- Extracted information -
=====

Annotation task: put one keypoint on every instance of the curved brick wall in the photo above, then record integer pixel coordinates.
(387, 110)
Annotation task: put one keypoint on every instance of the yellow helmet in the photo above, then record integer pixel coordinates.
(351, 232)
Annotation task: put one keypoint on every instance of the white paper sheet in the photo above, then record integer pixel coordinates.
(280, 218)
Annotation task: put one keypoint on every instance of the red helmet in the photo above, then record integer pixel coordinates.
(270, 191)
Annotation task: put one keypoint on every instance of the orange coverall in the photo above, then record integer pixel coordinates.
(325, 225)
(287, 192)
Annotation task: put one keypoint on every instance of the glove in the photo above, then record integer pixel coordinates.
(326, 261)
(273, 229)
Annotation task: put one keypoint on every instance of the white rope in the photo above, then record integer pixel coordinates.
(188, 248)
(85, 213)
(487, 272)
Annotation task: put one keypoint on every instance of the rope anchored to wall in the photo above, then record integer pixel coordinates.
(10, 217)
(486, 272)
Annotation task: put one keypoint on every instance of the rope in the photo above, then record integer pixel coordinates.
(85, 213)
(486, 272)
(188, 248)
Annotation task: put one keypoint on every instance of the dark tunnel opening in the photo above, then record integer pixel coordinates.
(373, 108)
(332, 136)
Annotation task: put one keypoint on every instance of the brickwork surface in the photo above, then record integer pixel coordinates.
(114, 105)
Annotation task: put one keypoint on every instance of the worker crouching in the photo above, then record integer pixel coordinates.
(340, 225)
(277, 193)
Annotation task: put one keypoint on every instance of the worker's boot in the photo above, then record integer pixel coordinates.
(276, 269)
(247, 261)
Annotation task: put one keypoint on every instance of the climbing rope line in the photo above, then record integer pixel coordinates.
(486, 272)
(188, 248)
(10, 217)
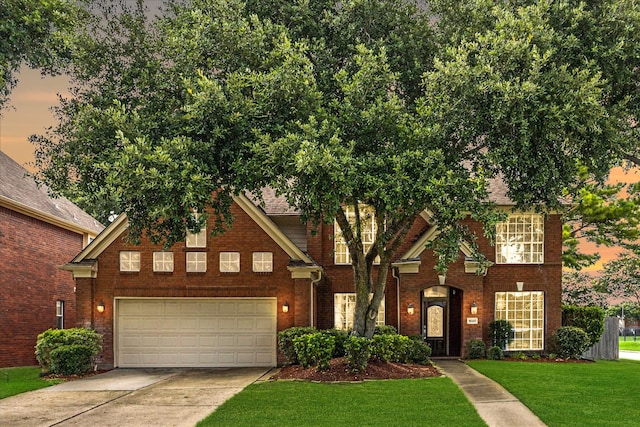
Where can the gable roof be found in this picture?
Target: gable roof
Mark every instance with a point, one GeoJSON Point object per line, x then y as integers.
{"type": "Point", "coordinates": [19, 192]}
{"type": "Point", "coordinates": [83, 265]}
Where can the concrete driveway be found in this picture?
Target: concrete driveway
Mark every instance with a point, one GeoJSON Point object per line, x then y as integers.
{"type": "Point", "coordinates": [155, 397]}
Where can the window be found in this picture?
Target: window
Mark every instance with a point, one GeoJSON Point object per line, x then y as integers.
{"type": "Point", "coordinates": [262, 262]}
{"type": "Point", "coordinates": [196, 262]}
{"type": "Point", "coordinates": [60, 314]}
{"type": "Point", "coordinates": [229, 262]}
{"type": "Point", "coordinates": [163, 261]}
{"type": "Point", "coordinates": [369, 228]}
{"type": "Point", "coordinates": [525, 312]}
{"type": "Point", "coordinates": [197, 240]}
{"type": "Point", "coordinates": [344, 306]}
{"type": "Point", "coordinates": [520, 240]}
{"type": "Point", "coordinates": [129, 261]}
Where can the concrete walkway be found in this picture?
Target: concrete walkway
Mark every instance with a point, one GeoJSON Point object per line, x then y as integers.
{"type": "Point", "coordinates": [129, 397]}
{"type": "Point", "coordinates": [496, 406]}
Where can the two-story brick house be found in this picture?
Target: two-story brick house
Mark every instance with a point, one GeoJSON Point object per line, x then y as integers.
{"type": "Point", "coordinates": [37, 234]}
{"type": "Point", "coordinates": [220, 301]}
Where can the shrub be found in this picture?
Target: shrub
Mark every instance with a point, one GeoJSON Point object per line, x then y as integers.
{"type": "Point", "coordinates": [382, 347]}
{"type": "Point", "coordinates": [385, 330]}
{"type": "Point", "coordinates": [589, 319]}
{"type": "Point", "coordinates": [285, 341]}
{"type": "Point", "coordinates": [358, 353]}
{"type": "Point", "coordinates": [74, 359]}
{"type": "Point", "coordinates": [476, 349]}
{"type": "Point", "coordinates": [51, 339]}
{"type": "Point", "coordinates": [340, 336]}
{"type": "Point", "coordinates": [569, 342]}
{"type": "Point", "coordinates": [501, 334]}
{"type": "Point", "coordinates": [314, 349]}
{"type": "Point", "coordinates": [495, 353]}
{"type": "Point", "coordinates": [418, 351]}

=====

From the records given above, reproduce all text exactly and exclude each picture.

Annotation task: put one keypoint on every instance of the curved brick wall in the photo above, then record integer pixel coordinates.
(387, 110)
Annotation task: put one keypoint on every instance of the yellow helmet in the photo above, then record integer pixel coordinates.
(351, 232)
Annotation task: put one keypoint on every instance of the white paper sheet in the photo above, then record integer pixel coordinates.
(280, 218)
Annotation task: put one keypoint on every instance of the red helmet in the photo above, then record integer pixel coordinates.
(270, 191)
Annotation task: put one keypoint on every instance of the orange coverall in the photo above, then record integer pixel coordinates.
(325, 225)
(287, 192)
Annotation task: put one keypoint on every instance of the glove in the photo above, then record integer pixel coordinates.
(326, 261)
(273, 229)
Annotation task: put one keypoint on every instance of the white rope in the photo above, then record integer pixel coordinates.
(188, 248)
(85, 213)
(487, 272)
Annotation task: put one keypoint on every instance of the rope anchored to wall in the photo above, then record integer pixel coordinates.
(10, 217)
(486, 272)
Annotation task: put one keypoint on every instance of the rope in the photo above, then record integer pixel coordinates.
(85, 213)
(486, 272)
(188, 248)
Annotation task: put one keypoint on every instance of the dark tunnel opening in the photo above, then record integer pixel coordinates.
(373, 108)
(332, 136)
Annotation task: put one keypoint on every instance of the brickwork surface in the photo above, then record integer pixel coordinates.
(114, 105)
Annotation task: put one keypoint on every instance of the worker crouching in the photo above, then record integer pixel coordinates.
(340, 225)
(277, 193)
Annotation task: put one keypoint on every instance of the worker's boot in the photo above, then record integer pixel coordinates.
(276, 269)
(247, 261)
Annotation task: put one keypoint on every instance of the climbing rope line in the photo above, then record integer pixel coordinates.
(486, 272)
(188, 248)
(10, 217)
Where can the gable roof be found in this picture?
Target: gable roof
Mark every instance with a point, one GeoJSON Point object per line, x then y as integers.
{"type": "Point", "coordinates": [19, 192]}
{"type": "Point", "coordinates": [83, 265]}
Where can the concrete driveway be found in this picture?
Target: concrete driveway
Mark every instance with a point, one GeoJSON Point object per line, x then y as integers.
{"type": "Point", "coordinates": [155, 397]}
Where can the window be found in this picture?
Target: window
Mark every instance with a point, one GeoJSON Point object per line, x then y as integers.
{"type": "Point", "coordinates": [262, 262]}
{"type": "Point", "coordinates": [196, 262]}
{"type": "Point", "coordinates": [60, 314]}
{"type": "Point", "coordinates": [229, 262]}
{"type": "Point", "coordinates": [163, 261]}
{"type": "Point", "coordinates": [369, 228]}
{"type": "Point", "coordinates": [525, 312]}
{"type": "Point", "coordinates": [197, 240]}
{"type": "Point", "coordinates": [344, 306]}
{"type": "Point", "coordinates": [520, 240]}
{"type": "Point", "coordinates": [129, 261]}
Where can the concrete walkway be found in this picture?
Target: concrete walkway
Mark every instance with a point, one GeoJSON Point object per line, x then y as integers.
{"type": "Point", "coordinates": [129, 397]}
{"type": "Point", "coordinates": [496, 406]}
Where can the two-story brick house be found in this picture?
Target: two-story brick house
Mark every instance with a point, one GeoJSON Point object per line, x then y as integers.
{"type": "Point", "coordinates": [37, 234]}
{"type": "Point", "coordinates": [220, 301]}
Where can the shrub be found in this picture?
Target: shrub
Mark every instance with a point, one GeoJSON Point object per line, x then y as integers.
{"type": "Point", "coordinates": [382, 347]}
{"type": "Point", "coordinates": [385, 330]}
{"type": "Point", "coordinates": [589, 319]}
{"type": "Point", "coordinates": [285, 341]}
{"type": "Point", "coordinates": [358, 353]}
{"type": "Point", "coordinates": [74, 359]}
{"type": "Point", "coordinates": [476, 349]}
{"type": "Point", "coordinates": [51, 339]}
{"type": "Point", "coordinates": [340, 336]}
{"type": "Point", "coordinates": [569, 342]}
{"type": "Point", "coordinates": [501, 334]}
{"type": "Point", "coordinates": [314, 349]}
{"type": "Point", "coordinates": [495, 353]}
{"type": "Point", "coordinates": [418, 351]}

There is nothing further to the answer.